### About this task
Check every line of the data below for the string "beer", and copy the ones that hold it.

[Data items]
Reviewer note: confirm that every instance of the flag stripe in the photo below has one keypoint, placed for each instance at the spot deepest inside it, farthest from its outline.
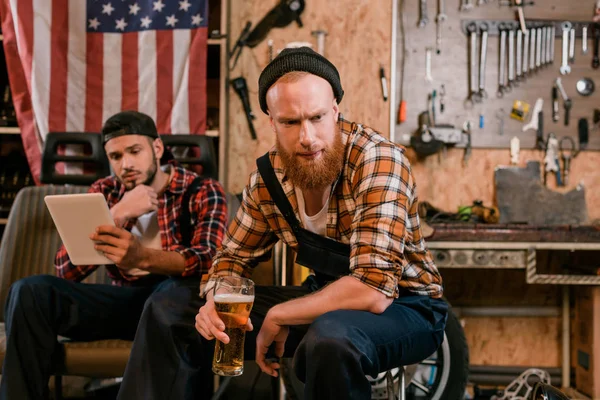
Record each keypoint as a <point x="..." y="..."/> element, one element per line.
<point x="74" y="63"/>
<point x="19" y="72"/>
<point x="94" y="79"/>
<point x="164" y="80"/>
<point x="197" y="81"/>
<point x="40" y="66"/>
<point x="147" y="75"/>
<point x="180" y="117"/>
<point x="76" y="76"/>
<point x="129" y="75"/>
<point x="111" y="103"/>
<point x="57" y="97"/>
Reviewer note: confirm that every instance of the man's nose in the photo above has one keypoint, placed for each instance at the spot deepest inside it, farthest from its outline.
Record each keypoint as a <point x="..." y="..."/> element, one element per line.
<point x="307" y="134"/>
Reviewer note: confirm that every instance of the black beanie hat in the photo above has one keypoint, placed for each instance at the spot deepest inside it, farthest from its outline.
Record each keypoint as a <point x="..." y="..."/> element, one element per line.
<point x="128" y="123"/>
<point x="298" y="59"/>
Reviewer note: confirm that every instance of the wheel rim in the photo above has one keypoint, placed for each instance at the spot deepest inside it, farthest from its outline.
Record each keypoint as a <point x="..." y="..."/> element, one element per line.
<point x="431" y="377"/>
<point x="427" y="382"/>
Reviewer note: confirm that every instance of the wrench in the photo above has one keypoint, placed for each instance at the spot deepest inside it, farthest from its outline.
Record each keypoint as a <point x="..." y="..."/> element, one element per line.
<point x="519" y="71"/>
<point x="543" y="50"/>
<point x="474" y="96"/>
<point x="552" y="42"/>
<point x="423" y="18"/>
<point x="466" y="5"/>
<point x="534" y="122"/>
<point x="572" y="45"/>
<point x="501" y="83"/>
<point x="548" y="44"/>
<point x="440" y="18"/>
<point x="428" y="76"/>
<point x="567" y="101"/>
<point x="525" y="52"/>
<point x="555" y="115"/>
<point x="532" y="68"/>
<point x="511" y="58"/>
<point x="538" y="52"/>
<point x="483" y="60"/>
<point x="596" y="59"/>
<point x="565" y="68"/>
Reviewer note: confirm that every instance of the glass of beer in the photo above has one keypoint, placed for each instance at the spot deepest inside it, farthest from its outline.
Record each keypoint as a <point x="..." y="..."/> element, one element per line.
<point x="233" y="297"/>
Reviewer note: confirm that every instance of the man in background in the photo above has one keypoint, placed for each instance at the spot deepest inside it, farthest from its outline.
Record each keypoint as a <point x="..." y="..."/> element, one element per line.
<point x="169" y="223"/>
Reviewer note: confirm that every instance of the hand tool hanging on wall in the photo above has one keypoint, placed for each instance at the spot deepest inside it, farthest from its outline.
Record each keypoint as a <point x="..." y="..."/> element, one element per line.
<point x="423" y="18"/>
<point x="241" y="88"/>
<point x="565" y="68"/>
<point x="502" y="87"/>
<point x="279" y="16"/>
<point x="567" y="103"/>
<point x="483" y="61"/>
<point x="583" y="133"/>
<point x="567" y="153"/>
<point x="467" y="153"/>
<point x="466" y="5"/>
<point x="596" y="57"/>
<point x="551" y="159"/>
<point x="533" y="122"/>
<point x="555" y="114"/>
<point x="440" y="18"/>
<point x="473" y="96"/>
<point x="239" y="44"/>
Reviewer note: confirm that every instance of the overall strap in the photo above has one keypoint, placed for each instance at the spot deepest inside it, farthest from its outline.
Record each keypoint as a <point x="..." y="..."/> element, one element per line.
<point x="185" y="223"/>
<point x="276" y="191"/>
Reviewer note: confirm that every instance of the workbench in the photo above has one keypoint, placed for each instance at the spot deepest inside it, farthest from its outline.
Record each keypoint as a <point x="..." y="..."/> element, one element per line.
<point x="487" y="246"/>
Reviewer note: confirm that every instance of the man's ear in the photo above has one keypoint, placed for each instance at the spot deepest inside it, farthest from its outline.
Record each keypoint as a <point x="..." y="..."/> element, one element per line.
<point x="159" y="148"/>
<point x="336" y="110"/>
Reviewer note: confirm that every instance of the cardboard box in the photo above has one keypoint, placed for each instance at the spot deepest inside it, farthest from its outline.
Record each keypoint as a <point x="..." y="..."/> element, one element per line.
<point x="587" y="340"/>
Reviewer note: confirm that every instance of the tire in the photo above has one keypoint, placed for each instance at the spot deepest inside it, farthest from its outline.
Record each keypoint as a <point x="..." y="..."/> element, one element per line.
<point x="444" y="375"/>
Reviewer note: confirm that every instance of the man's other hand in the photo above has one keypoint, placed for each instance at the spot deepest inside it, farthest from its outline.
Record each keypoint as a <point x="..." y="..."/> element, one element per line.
<point x="120" y="246"/>
<point x="136" y="202"/>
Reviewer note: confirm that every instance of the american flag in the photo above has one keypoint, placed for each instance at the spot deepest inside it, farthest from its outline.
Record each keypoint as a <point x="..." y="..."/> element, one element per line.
<point x="74" y="63"/>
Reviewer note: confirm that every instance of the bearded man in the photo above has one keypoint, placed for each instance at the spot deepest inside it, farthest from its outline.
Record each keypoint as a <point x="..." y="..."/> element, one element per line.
<point x="341" y="196"/>
<point x="152" y="205"/>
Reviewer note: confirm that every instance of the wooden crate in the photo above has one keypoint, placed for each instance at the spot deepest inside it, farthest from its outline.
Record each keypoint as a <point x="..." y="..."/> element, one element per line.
<point x="587" y="340"/>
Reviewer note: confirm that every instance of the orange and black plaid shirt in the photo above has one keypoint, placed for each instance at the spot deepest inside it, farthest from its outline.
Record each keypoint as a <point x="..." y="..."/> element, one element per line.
<point x="208" y="214"/>
<point x="373" y="208"/>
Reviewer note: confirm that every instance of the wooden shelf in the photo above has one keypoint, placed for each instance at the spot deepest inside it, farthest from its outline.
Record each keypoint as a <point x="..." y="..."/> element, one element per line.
<point x="216" y="41"/>
<point x="10" y="130"/>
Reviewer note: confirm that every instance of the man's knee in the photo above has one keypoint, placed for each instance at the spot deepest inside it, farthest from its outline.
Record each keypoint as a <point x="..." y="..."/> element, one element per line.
<point x="24" y="291"/>
<point x="168" y="304"/>
<point x="327" y="342"/>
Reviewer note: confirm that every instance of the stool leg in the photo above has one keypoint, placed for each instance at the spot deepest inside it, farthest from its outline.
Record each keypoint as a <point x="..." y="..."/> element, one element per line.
<point x="401" y="384"/>
<point x="58" y="387"/>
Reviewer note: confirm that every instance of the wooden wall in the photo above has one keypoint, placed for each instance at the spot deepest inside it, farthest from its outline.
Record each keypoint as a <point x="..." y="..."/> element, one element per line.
<point x="359" y="41"/>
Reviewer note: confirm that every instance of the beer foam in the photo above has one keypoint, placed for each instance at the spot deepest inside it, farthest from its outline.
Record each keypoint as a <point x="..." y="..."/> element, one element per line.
<point x="233" y="298"/>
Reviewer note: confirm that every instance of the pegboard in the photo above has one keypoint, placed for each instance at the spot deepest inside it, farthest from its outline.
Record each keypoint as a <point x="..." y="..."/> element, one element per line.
<point x="450" y="68"/>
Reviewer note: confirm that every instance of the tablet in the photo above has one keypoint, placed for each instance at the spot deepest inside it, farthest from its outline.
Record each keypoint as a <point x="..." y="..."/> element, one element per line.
<point x="76" y="217"/>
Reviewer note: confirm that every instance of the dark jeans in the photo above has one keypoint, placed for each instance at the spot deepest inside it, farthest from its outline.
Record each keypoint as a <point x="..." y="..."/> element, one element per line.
<point x="41" y="307"/>
<point x="332" y="355"/>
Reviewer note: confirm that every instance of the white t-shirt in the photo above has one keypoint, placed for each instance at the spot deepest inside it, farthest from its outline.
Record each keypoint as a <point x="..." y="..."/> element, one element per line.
<point x="318" y="222"/>
<point x="148" y="232"/>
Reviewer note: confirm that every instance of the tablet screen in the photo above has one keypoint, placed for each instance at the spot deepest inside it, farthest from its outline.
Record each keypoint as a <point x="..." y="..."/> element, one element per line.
<point x="76" y="216"/>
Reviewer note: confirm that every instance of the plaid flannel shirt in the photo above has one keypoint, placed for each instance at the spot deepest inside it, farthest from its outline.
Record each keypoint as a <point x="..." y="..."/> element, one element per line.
<point x="373" y="208"/>
<point x="208" y="213"/>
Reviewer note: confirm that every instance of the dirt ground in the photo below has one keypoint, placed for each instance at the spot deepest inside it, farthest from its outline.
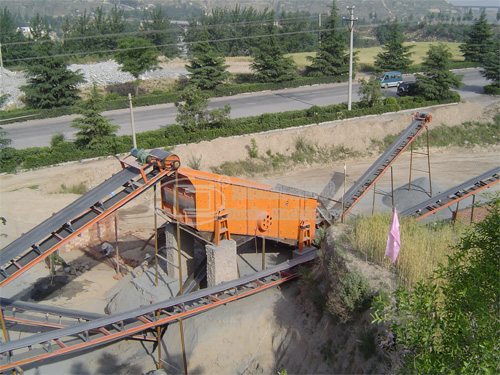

### Result of this exercise
Reviewer note: confirm that every instance of the glass of beer in the photo above has one keypoint, placed for each instance at the spot deepest inside it, farthest from its outline.
Reviewer note: confirm that every instance of the beer foam in the photo above has one keypoint, placed for each instance at the spot deepest inside it, farthest from its outline.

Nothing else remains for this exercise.